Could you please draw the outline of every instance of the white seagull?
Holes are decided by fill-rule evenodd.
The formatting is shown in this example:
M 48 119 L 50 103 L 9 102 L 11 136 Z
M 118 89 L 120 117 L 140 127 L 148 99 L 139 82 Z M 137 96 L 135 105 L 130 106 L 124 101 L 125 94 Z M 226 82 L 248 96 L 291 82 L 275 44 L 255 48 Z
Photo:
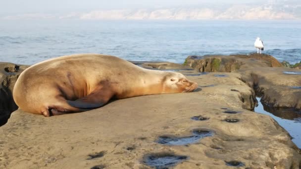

=== Task description ===
Count the lines of the records above that contain the word "Could", and give only that number.

=== Answer to this problem ===
1